• _Text_
+++

President Lazarus Chakwera faces a legacy defining moment to either abandon to starvation one million poor farming families or find an additional K70 billion and retain the endangered households in the Affordable Inputs Programme (AIP).
The President appears to have chosen to protect the likes of 82-year-old Isabel Maloya, who only tasted government-subsidised fertiliser last year under Chakwera’s AIP after decades of being left out of the then Farm Inputs Subsidy Programme (Fisp).
Courtesy of the Chakwera administration’s quadrupled beneficiaries from 900 000 under Fisp to 3.7 million under AIP, Maloya—from Masapula Village in Traditional Authority Mpama in Chiradzulu—finally accessed two bags of fertiliser last year. The bags helped her to double maize yield and have enough food in her household for much longer than ever before.
“Since 2005, my name has been included on the list of beneficiaries, only to be removed and replaced with the politically connected,” the widow told The Nation while preparing her field for the next growing season yesterday.
“Last year, my name was also included, but I thought it would be the same old story. I doubted that I would benefit from AIP after years of heartbreaks under Fisp.”
However, Maloya was surprised to see her name on the final list last year and said: “I went to my pastor to pray, thanking God for finally being granted the cheaper fertiliser. For the first time this year, I harvested six bags of maize from three in 2019.”
This year, Maloya has also been drafted into the programme, but fears she might be axed, having heard that government plans to drop one million families from the AIP as rising fertiliser prices push the programme’s 2021/22 budget up.
“I am worried because I am old. There is no one to support me with a bag of fertiliser. I am praying to God that this should not happen to me,” she said.
In a national address on the issue, the President vowed not to leave one million poor families behind in the race for household food security, but he faces an uphill fiscal battle to preserve the integrity of his flagship programme—and cushion the poor from high inputs prices.
Tough policy choices
Three near-term hard choices or policy options are available to Capital Hill on the future of AIP.
First is that government can proceed to chop the number of beneficiaries and remain on budget. The second option is that it can reduce the value of the subsidy from the current K142 billion, which would leave the poor paying more than the current K4 495. This is a policy choice that could edge out the likes of Maloya and send them back into the dungeons of perennial starvation.
Finally, government could, as the President has signalled, increase the AIP budget then source the money to pay for it.
But policy experts The Nation has spoken to rule out the first option because the President has made it clear that he will maintain the number of beneficiaries at 3 788 105. The position countered the Ministry of Agriculture’s announcement that due to financial constraints and the rising prices of fertiliser, the number of AIP beneficiaries would be slashed from 3 788 105 to 2 740 893.
Treasury’s fiscal space is shrinking with little room to maneuver, and experts say burdening the same Treasury to increase the value of the programme is an even harder option.

+++

• _Provided material_
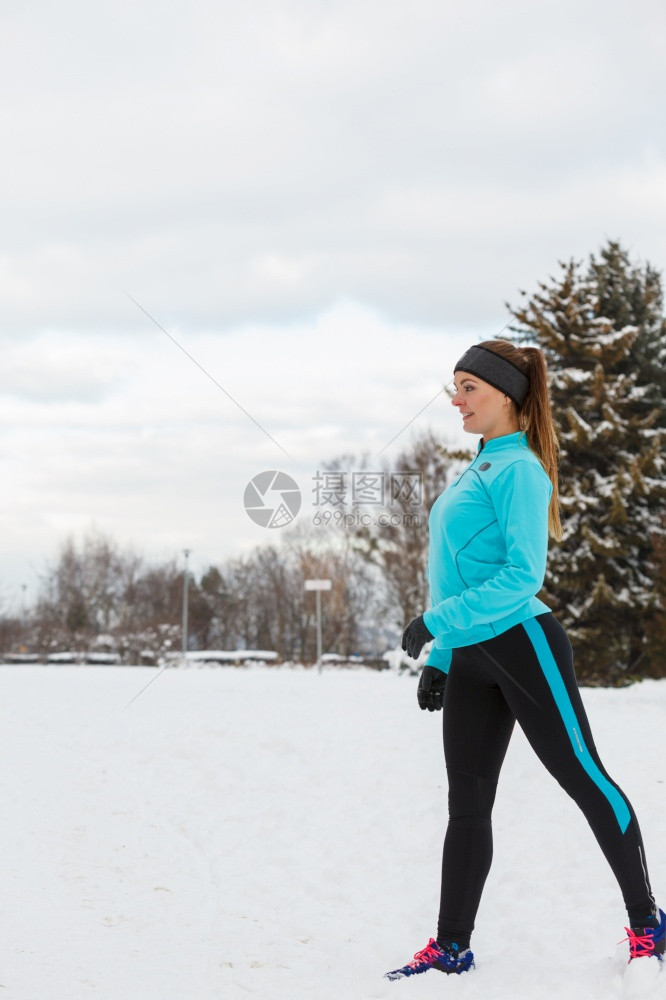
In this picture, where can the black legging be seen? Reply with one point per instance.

+++

Write a continuation of the text on the Affordable Inputs Programme, beginning immediately after its final sentence.

• _Exercise response_
A senior official at the Ministry of Agriculture, who did not want to be named because of the sensitivity of the matter, confided in The Nation that maintaining the AIP at current beneficiary levels would require taxpayers to cough an extra K70 billion, implying that the value of the AIP would increase from the current K142 billion to K212 billion.
Said the official: “The thing is that you want to maintain the same beneficiaries as last year’s, but the price of fertiliser goes up, which means that the cost of the programme will not just be fertiliser, but also distribution, and many other related costs. As such, the additional money the Ministry of Agriculture wants Treasury to release is K70 billion.
“Fertiliser prices have surged by an estimated range of 60-75 percent, compared to the same last year. We are talking about NPK and Urea, which are generic types that most smallholder farmers use.”
In a written response to our questionnaire, Civil Society Agriculture Network (CisaNet) executive director Pamela Kuwali noted that the Ministry of Agriculture should provide clarity quickly on the number of beneficiaries for 2021 AIP.
She said: “The options for the government remain either to indeed increase the budget so as to maintain the number of beneficiaries; increase the price of subsidised fertiliser; or indeed reduce the number of beneficiaries.”
In a telephone interview, William Chadza, executive director of Malawi Agriculture Policy Advancement and Transformation Agenda (Mwapata) Institute—an independent agricultural think-tank, stated that eliminating the shock of the fertiliser price spike is not possible because most of the cost is incurred before the commodity reaches Malawian borders.
“The only choice in the near term is how to distribute the shock between these three components of the AIP, that is to reduce the number of beneficiaries, reduce the value of the subsidy, or increase the overall cost to Treasury,” he said.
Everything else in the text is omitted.